- [Exercise passage]:
When I was a child, my Chinese grandmother used to warn my sister and me whenever we got too close to an electrical socket or into some other kind of mischief, “Don’t do that. Mao Tse-Tung is going to get you!” I had no idea what Mao was; she didn’t explain of course, so I assumed he was some sort of monster.

Mao was a monster for my Gran, he got hold of her father and didn’t let him go. My great grandfather had been in China for a spell (for reasons I’ll have to ask my mother about), while his wife (my great grandmother) was in Hawaii raising the kids.

When the Communists took over, he escaped on a ship across the Pacific. After the grueling journey, his wife refused to vouch for his entry into the US protectorate at Honolulu Harbor. She was pissed off because he had had an affair with another woman while they were apart. My grandmother remained bitter about never seeing her dad again, and her husband never forgave his mother-in-law for that decision. Good times.

Dynastic Monarchies have ruled China since the third century BCE. The first emperor was Qin Shi Huang. He conquered the neighboring warlords to unite the people of Han. When Qin died, he was buried with over 8,000 terracotta solider replicas of his army.

terra cotta army unearthed in 1974

The Dynastic emperor was believed to rule under the “Mandate of Heaven.” That mandate, unlike the kings of Western Europe who had a “divine right,” was based on proper conduct and just exertion of power. While European kings were born with the right to rule, the Mandate of Heaven was up for grabs. Whoever took power and ruled China had the mandate. There were 24 Chinese Dynasties with lots of violent overthrows in-between, and a "How To" playbook written by Sun Tsu.

The last ruling Dynasty, the Qing, collapsed under corruption and excess in 1911. The story is told in Bertolucci’s 1987 movie The Last Emperor

Remember the original dragon lady, the Empress Dowager? She would’ve eaten Anna Wintor alive for breakfast.

China fell into a civil war when the Nationalist Party, supported by Western colonialists, booted the Communist Party from seats in government. Mao, whose early military hero was none other than George Washington, rallied the peasants in the country side and emerged victorious with the Mandate in 1949. Mao ruled China with an iron fist until his death in 1976.

- [Instructions for the task]: Reproduce the passage on Mao and China from "Mao was a monster" up to and including "raising the kids.", swapping "a spell" for "some time".

(Saved data entries)
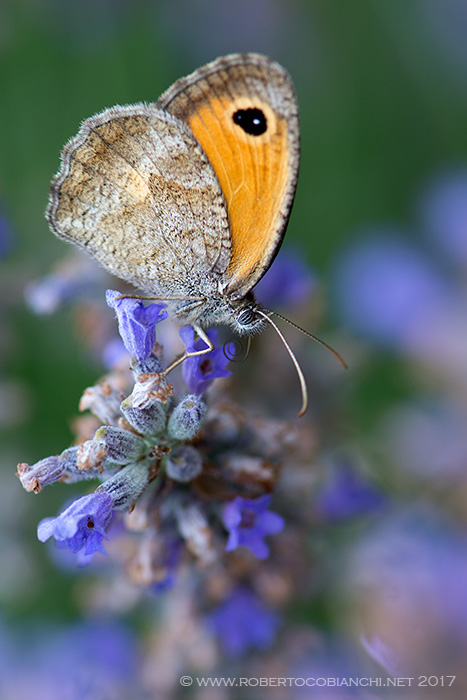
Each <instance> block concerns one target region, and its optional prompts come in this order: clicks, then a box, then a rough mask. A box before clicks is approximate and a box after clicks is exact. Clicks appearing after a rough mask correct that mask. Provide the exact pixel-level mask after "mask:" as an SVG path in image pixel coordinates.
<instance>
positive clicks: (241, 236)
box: [157, 54, 299, 299]
mask: <svg viewBox="0 0 467 700" xmlns="http://www.w3.org/2000/svg"><path fill="white" fill-rule="evenodd" d="M157 104H158V105H159V106H160V107H161V108H163V109H165V110H168V111H170V112H171V113H172V114H174V115H176V116H177V117H179V118H180V119H181V120H183V121H184V122H185V123H187V124H188V125H189V127H190V129H191V131H192V132H193V134H194V136H195V137H196V139H197V140H198V141H199V143H200V144H201V146H202V147H203V149H204V151H205V152H206V154H207V156H208V158H209V161H210V163H211V164H212V166H213V168H214V171H215V173H216V175H217V178H218V180H219V182H220V185H221V188H222V191H223V193H224V196H225V200H226V204H227V211H228V215H229V223H230V234H231V239H232V256H231V260H230V264H229V267H228V269H227V271H226V274H225V275H224V279H223V286H224V288H225V293H226V294H227V295H229V296H230V298H232V299H235V298H241V297H242V296H244V295H245V294H246V292H247V291H248V290H249V289H251V287H253V286H254V285H255V284H256V282H257V281H258V280H259V279H260V278H261V277H262V275H263V274H264V273H265V272H266V270H267V269H268V267H269V266H270V264H271V262H272V260H273V259H274V256H275V254H276V252H277V250H278V248H279V246H280V243H281V241H282V238H283V235H284V232H285V227H286V225H287V220H288V216H289V213H290V208H291V206H292V202H293V197H294V194H295V187H296V181H297V176H298V165H299V123H298V108H297V103H296V99H295V94H294V90H293V86H292V82H291V80H290V77H289V76H288V74H287V72H286V71H285V70H284V69H283V68H282V67H281V66H279V65H278V64H277V63H275V62H273V61H271V60H270V59H268V58H266V57H264V56H259V55H257V54H238V55H233V56H227V57H224V58H221V59H218V60H217V61H214V62H213V63H211V64H208V65H207V66H204V67H203V68H200V69H199V70H197V71H195V73H193V74H192V75H190V76H187V77H186V78H182V79H181V80H179V81H177V82H176V83H175V84H174V85H173V86H172V87H171V88H169V89H168V90H167V91H166V92H165V93H164V94H163V95H162V96H161V98H160V99H159V100H158V103H157ZM256 114H258V115H259V128H258V129H256V131H255V128H254V121H255V120H254V119H253V120H252V117H251V115H253V117H254V116H255V115H256ZM243 115H244V116H245V117H246V126H245V123H244V124H242V119H241V117H242V116H243ZM239 117H240V118H239ZM261 117H262V118H263V122H262V123H261Z"/></svg>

- [Exercise result]:
Mao was a monster for my Gran, he got hold of her father and didn’t let him go. My great grandfather had been in China for some time (for reasons I’ll have to ask my mother about), while his wife (my great grandmother) was in Hawaii raising the kids.